— How to complete this task —
The answer should be an exact copy of the lines from the line with "If you could tag the white" through the last line of the entries, and no other lines.

— Source data —
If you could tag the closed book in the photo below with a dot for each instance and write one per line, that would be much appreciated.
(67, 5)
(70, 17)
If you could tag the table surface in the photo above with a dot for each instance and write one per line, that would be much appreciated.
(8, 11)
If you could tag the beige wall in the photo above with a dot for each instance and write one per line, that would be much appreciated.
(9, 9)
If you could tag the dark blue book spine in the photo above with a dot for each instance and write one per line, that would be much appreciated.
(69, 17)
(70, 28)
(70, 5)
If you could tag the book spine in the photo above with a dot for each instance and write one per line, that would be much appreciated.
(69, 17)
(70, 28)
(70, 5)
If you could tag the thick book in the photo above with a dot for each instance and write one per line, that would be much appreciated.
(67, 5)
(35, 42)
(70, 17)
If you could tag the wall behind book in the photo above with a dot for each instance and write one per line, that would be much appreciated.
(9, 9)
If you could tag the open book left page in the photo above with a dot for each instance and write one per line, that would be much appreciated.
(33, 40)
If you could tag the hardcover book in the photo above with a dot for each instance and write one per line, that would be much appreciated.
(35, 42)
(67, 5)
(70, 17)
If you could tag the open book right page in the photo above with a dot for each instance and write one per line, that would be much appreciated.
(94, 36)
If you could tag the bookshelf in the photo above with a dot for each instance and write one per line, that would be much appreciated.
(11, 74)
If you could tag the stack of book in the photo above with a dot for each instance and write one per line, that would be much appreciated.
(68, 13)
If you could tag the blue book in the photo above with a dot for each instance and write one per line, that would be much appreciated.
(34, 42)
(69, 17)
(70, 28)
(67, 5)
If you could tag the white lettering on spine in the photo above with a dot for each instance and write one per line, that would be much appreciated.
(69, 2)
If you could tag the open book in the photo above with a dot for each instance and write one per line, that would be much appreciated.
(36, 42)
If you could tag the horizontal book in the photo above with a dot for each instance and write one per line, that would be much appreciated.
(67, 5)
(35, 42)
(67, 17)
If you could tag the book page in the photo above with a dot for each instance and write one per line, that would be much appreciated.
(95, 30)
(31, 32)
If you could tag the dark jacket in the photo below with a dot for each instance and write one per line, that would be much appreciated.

— Solution to the exercise —
If you could tag the white lettering on spine in the photo above with a dot for each instance and write one per line, that would be much appreciated.
(69, 2)
If you could tag the open book in the photo above with a dot for each instance and write one per line, that would be much appreciated.
(36, 42)
If you could tag the horizontal book in the photo above with a dot for each instance and write one per line, that would be much appreciated.
(67, 5)
(35, 42)
(67, 17)
If you could tag the book page in the photo above with a dot for each instance and write one per line, that would be much appreciated.
(95, 30)
(31, 32)
If you could tag the dark jacket in the photo below with a dot for each instance and write one per line, that would be much appreciated.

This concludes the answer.